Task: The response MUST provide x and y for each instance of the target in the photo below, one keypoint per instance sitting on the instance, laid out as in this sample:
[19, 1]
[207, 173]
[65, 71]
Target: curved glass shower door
○ ○ ○
Task objective: Copy out all of the rows above line by line, keeping every character unchanged.

Response below:
Task: The response MUST provide x and y for each instance of the target in the photo below, one keypoint per instance sitting on the instance, laid out as in this sample:
[19, 1]
[207, 173]
[65, 71]
Target: curved glass shower door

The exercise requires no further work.